Dataset records on where objects are located:
........
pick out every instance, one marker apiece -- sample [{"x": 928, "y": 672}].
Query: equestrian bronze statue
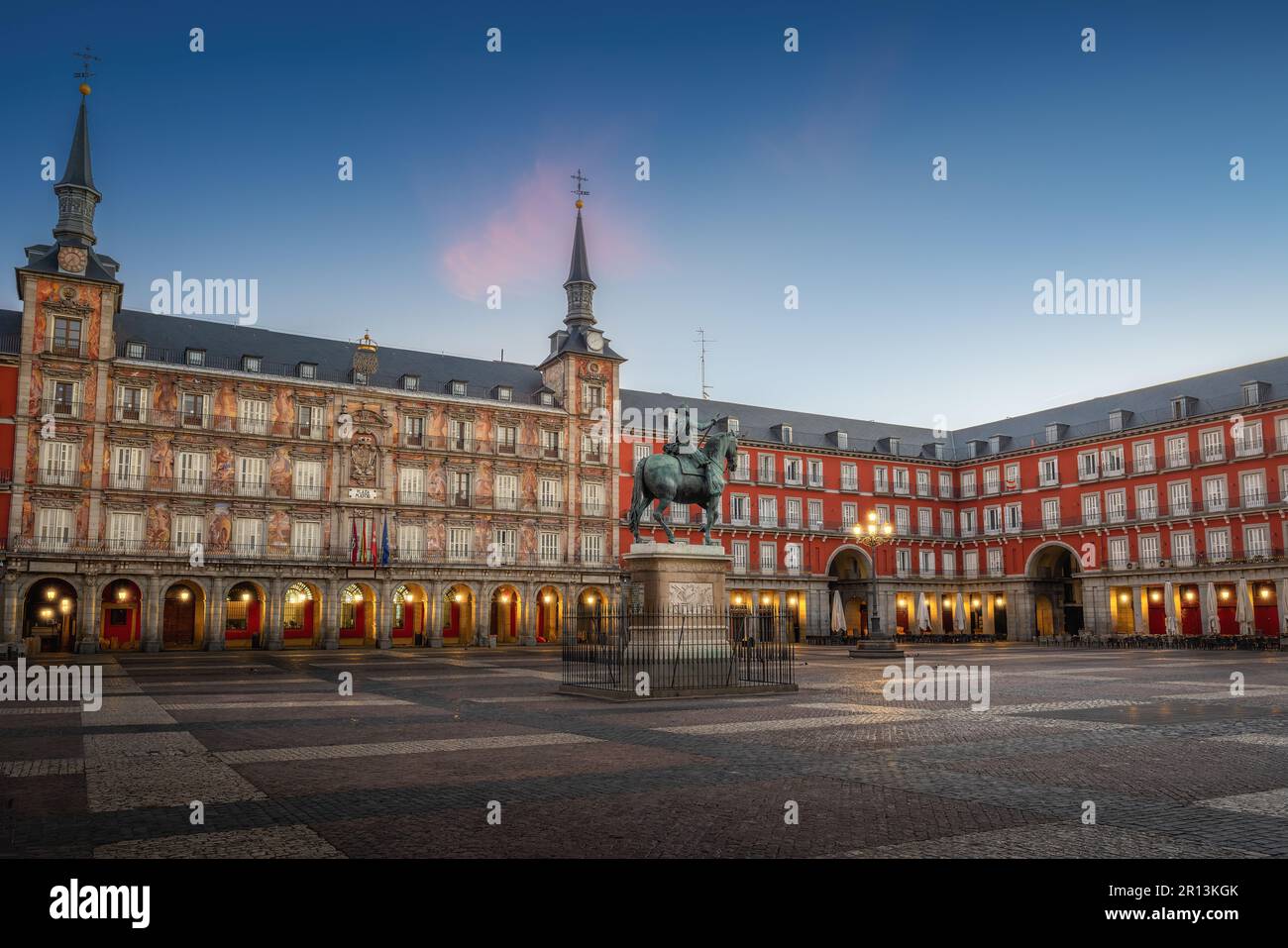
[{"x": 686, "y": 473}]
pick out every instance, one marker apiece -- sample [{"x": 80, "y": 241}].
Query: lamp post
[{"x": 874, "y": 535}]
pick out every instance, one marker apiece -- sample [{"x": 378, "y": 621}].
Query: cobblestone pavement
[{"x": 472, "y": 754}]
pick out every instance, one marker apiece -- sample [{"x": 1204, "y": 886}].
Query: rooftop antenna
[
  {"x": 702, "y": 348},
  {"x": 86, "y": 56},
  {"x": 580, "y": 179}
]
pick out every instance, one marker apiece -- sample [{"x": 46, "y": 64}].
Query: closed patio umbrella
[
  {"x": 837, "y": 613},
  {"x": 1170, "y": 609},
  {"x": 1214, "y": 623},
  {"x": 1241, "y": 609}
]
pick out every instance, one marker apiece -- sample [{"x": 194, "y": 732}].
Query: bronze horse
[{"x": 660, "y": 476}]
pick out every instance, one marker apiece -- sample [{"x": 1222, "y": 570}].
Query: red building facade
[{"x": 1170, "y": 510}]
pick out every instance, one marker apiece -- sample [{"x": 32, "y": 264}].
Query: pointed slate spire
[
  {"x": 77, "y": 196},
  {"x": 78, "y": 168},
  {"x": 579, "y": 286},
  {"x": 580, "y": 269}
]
........
**Written request**
Copy out the lines of all the material above word for word, leaving out the pictures.

**Result for this exercise**
pick out every instance, one marker apiece -- sample [{"x": 928, "y": 672}].
Query: equestrian bronze statue
[{"x": 686, "y": 473}]
pick out every instance, one marker apiece -- sample [{"x": 80, "y": 241}].
Query: lamp post
[{"x": 874, "y": 535}]
pick out every instance, one marker apiece -- sample [{"x": 378, "y": 621}].
Query: cobblestone pavement
[{"x": 472, "y": 754}]
pick out every instance, one marker apiece -- sample [{"x": 1204, "y": 886}].
Query: rooftop antenna
[
  {"x": 702, "y": 348},
  {"x": 86, "y": 56},
  {"x": 580, "y": 179}
]
pick out every instance, one marker apiece -- sample [{"x": 46, "y": 64}].
Query: closed patio umbrella
[
  {"x": 837, "y": 613},
  {"x": 1170, "y": 609},
  {"x": 1214, "y": 623},
  {"x": 1241, "y": 609}
]
pick out every instance, one marker apiece -- sample [{"x": 194, "y": 732}].
Query: bronze horse
[{"x": 660, "y": 476}]
pick out every instance, one marker apiece -- sample [{"x": 1222, "y": 570}].
Query: red building facade
[{"x": 1170, "y": 510}]
pick out every instance, one marker apiece -- sample [{"x": 32, "y": 264}].
Query: pointed slate spire
[
  {"x": 77, "y": 196},
  {"x": 78, "y": 168},
  {"x": 579, "y": 286},
  {"x": 580, "y": 269}
]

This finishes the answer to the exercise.